▸ **Short task**
Turn the lines below into a two-column CSV with the headers text and answer, one row for each line and its answer, putting each value in quotes and replacing line breaks with spaces. Leave the pictures out.
─── Records for this task ───
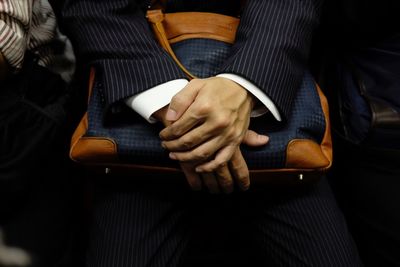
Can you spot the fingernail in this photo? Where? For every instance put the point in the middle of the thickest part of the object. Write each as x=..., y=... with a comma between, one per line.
x=171, y=115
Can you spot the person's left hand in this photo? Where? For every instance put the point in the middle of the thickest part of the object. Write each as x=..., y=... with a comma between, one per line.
x=213, y=125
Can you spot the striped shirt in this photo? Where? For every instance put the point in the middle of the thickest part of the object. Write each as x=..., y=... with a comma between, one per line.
x=31, y=25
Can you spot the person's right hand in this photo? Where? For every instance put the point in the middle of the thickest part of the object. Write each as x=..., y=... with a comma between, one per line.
x=225, y=177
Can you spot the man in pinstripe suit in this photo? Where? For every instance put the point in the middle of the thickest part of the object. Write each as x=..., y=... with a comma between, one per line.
x=146, y=225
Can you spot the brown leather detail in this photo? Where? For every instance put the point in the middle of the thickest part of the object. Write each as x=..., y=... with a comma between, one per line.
x=320, y=155
x=185, y=25
x=92, y=75
x=156, y=18
x=85, y=149
x=326, y=144
x=174, y=27
x=306, y=154
x=94, y=149
x=268, y=177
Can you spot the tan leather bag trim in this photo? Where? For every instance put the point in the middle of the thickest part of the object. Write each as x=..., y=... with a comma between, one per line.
x=297, y=148
x=283, y=177
x=85, y=149
x=185, y=25
x=97, y=149
x=326, y=144
x=156, y=18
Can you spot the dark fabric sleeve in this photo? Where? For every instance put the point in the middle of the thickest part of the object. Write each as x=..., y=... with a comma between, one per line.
x=115, y=38
x=272, y=46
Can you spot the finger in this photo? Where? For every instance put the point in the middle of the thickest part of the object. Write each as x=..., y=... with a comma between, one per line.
x=220, y=160
x=181, y=102
x=185, y=123
x=239, y=170
x=251, y=138
x=210, y=181
x=224, y=179
x=201, y=153
x=192, y=177
x=189, y=140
───
▸ **The reply**
text,answer
"Can you spot the fingernail in this photo? Where? For every instance put the point in the middle of the thickest part of the object. Write each as x=..., y=... with a comma between, one per line.","x=171, y=115"
"Can you spot the person's left hand in this photo? Where? For every instance put the point in the middle of the thickest part of the object. Write each as x=..., y=... with a comma between, one per line.","x=213, y=125"
"Can you spot the striped shirt in this photo? Where? For every instance put the point in the middle of the thickest part of the object. Write each as x=..., y=... with a comma between, one per line.","x=31, y=25"
"Can you spot the person's right hand in this photo? Where? For every instance put the point in the middle of the thickest part of the object. Write each as x=..., y=... with a comma between, one per line.","x=225, y=177"
"Can you spot the man in pinstripe suit in this photo? Where? For every instance put the point in the middle of the thickest part of the object. Write each as x=..., y=... with a comma between, one per line.","x=146, y=225"
"Can you spot the brown leather detail in this photo? Where? For every instance put the point in the middle of the thickest part of the object. Write each as x=..., y=... with a comma between, one per line.","x=320, y=155 x=185, y=25 x=92, y=75 x=156, y=18 x=85, y=149 x=326, y=144 x=174, y=27 x=306, y=154 x=94, y=149 x=268, y=177"
"Can you spot the tan leather bag trim in this photo? Where? For every instance put the point in the middle of the thickest part of the object. Write each as x=..., y=... with a comma between, one per line.","x=297, y=148 x=283, y=177 x=85, y=149 x=185, y=25 x=97, y=149 x=326, y=144 x=156, y=18"
"Can you spot the dark fabric sleeve in this photo? Where? For every instance put the point in the middle of the thickest part of the object. Write each as x=..., y=... with a comma between, one per line.","x=115, y=38 x=272, y=46"
"Can you spot the finger in this photo? Where? For every instance put the point in the middle of the thickest part of the object. Write each as x=..., y=... with a comma between, one per line.","x=220, y=160 x=181, y=102 x=185, y=123 x=239, y=170 x=251, y=138 x=210, y=181 x=224, y=179 x=201, y=153 x=192, y=177 x=189, y=140"